[Your instructions]: Copy out each line from the start of the material below until the line with "Point out the red babinsa", that line included.

══════

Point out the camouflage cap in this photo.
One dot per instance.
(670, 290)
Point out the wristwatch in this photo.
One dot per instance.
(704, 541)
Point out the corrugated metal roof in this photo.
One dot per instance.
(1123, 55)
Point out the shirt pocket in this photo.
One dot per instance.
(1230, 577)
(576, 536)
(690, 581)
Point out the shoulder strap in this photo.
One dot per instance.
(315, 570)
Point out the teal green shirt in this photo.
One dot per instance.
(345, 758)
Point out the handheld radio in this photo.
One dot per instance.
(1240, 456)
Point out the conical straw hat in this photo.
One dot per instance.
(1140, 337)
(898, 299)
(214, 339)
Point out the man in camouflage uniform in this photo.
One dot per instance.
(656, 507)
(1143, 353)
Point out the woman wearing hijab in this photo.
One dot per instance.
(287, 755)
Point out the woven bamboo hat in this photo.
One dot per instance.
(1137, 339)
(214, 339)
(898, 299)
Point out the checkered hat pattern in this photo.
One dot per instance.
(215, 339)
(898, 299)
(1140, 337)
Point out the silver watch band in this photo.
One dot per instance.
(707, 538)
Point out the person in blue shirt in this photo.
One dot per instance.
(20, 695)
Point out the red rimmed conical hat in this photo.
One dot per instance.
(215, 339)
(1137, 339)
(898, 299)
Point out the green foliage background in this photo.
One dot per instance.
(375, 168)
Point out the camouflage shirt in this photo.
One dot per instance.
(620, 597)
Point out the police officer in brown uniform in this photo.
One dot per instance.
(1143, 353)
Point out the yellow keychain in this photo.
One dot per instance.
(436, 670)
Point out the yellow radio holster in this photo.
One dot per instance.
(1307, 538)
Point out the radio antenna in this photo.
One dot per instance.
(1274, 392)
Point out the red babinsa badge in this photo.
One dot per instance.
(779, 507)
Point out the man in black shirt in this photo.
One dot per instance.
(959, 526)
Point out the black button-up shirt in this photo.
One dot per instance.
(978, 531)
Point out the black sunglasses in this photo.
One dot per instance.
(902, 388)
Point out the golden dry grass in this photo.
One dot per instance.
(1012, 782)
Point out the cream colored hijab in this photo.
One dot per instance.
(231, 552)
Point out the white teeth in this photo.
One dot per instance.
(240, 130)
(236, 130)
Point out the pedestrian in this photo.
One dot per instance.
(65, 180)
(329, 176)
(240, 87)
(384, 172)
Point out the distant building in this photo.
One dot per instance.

══════

[Output for this exercise]:
Point out the camouflage cap in this photo.
One dot per instance.
(670, 290)
Point out the wristwatch in this photo.
One dot per instance.
(704, 541)
Point out the corrugated metal roof in this photo.
One dot per instance.
(1123, 55)
Point out the shirt pocket in this photo.
One dot per instance.
(1230, 577)
(576, 536)
(690, 581)
Point out the shoulder strap in this photo.
One dot per instance.
(315, 570)
Point out the teal green shirt in this photo.
One dot per instance.
(345, 758)
Point out the handheld radio in this photo.
One dot per instance.
(1240, 456)
Point out the conical straw hat in this photo.
One dot per instance.
(1140, 337)
(898, 299)
(214, 339)
Point out the man in camouflage uniform in this photo.
One dot per instance.
(656, 507)
(1143, 353)
Point out the woman wearing hijab in this photo.
One dot per instance.
(287, 755)
Point out the woven bamboo hat in this photo.
One dot per instance.
(1137, 339)
(214, 339)
(898, 299)
Point out the checkered hat pattern in this photo.
One dot per instance.
(215, 339)
(898, 299)
(1140, 337)
Point out the silver watch band in this photo.
One dot per instance.
(707, 538)
Point out the person in blue shirt in this photo.
One dot per instance.
(20, 695)
Point out the red rimmed conical hat in this photo.
One dot per instance.
(215, 339)
(1137, 339)
(898, 299)
Point out the green foliage background in this photo.
One dot per instance.
(375, 168)
Point out the camouflage shirt in this photo.
One dot per instance.
(620, 597)
Point out the police officer in brown uniform in this photo.
One dot per instance.
(1143, 353)
Point out the yellow keychain in this photo.
One dot per instance.
(436, 670)
Point out the yellow radio holster in this photo.
One dot per instance.
(1307, 538)
Point out the radio antenna in this photo.
One dot per instance.
(1274, 392)
Point out the red babinsa badge in this photo.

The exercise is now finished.